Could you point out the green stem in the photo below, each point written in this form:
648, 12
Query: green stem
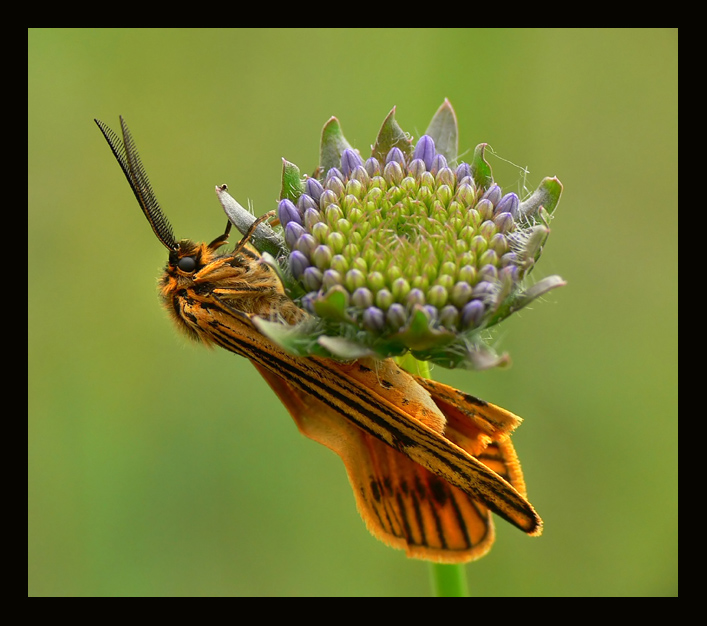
448, 581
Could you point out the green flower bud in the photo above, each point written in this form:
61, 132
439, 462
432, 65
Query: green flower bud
411, 248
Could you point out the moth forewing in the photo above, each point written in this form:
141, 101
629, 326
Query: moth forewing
426, 461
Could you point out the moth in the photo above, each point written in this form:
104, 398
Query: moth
428, 463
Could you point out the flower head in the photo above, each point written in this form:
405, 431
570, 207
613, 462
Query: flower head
409, 249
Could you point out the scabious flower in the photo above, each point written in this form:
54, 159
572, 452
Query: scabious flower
408, 249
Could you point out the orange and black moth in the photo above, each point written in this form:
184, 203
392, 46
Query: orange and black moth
428, 463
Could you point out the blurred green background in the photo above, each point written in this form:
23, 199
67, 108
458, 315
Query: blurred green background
160, 468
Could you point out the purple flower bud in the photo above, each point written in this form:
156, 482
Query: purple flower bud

----------------

WRITTEN TASK -> From the listing above, print every entry precisely and drop the pictures.

REPLY ->
Could you point out the green stem in the photo below, each point written in this form:
648, 12
Query: green stem
448, 581
Could you point out the green flower bud in the photo above, each point written in this form:
61, 132
439, 462
432, 65
Query: green flower bud
411, 248
Could you point out the moth forewing in the photo above, each point written in this form:
141, 101
629, 326
Query: moth forewing
426, 461
Could you point out the moth in the photo above, each point written in this form:
104, 398
Query: moth
428, 463
Could you point out the flower head in the photo above, each point written in this form:
405, 431
570, 207
613, 462
Query: flower head
409, 249
Could you point out the scabious flower in the photo above, each point written in this form:
54, 159
572, 452
Query: scabious flower
408, 249
Could you point out the orange and black moth in the photo above, each point written in this form:
184, 203
392, 46
Query: orange and black moth
428, 463
Could you point out the blurred green background in the photo above, each point written in this form:
23, 199
67, 108
458, 315
Query: blurred green background
160, 468
Could you point out the purple flower bud in the photo above, each point written in this form:
156, 482
Query: purple flower bud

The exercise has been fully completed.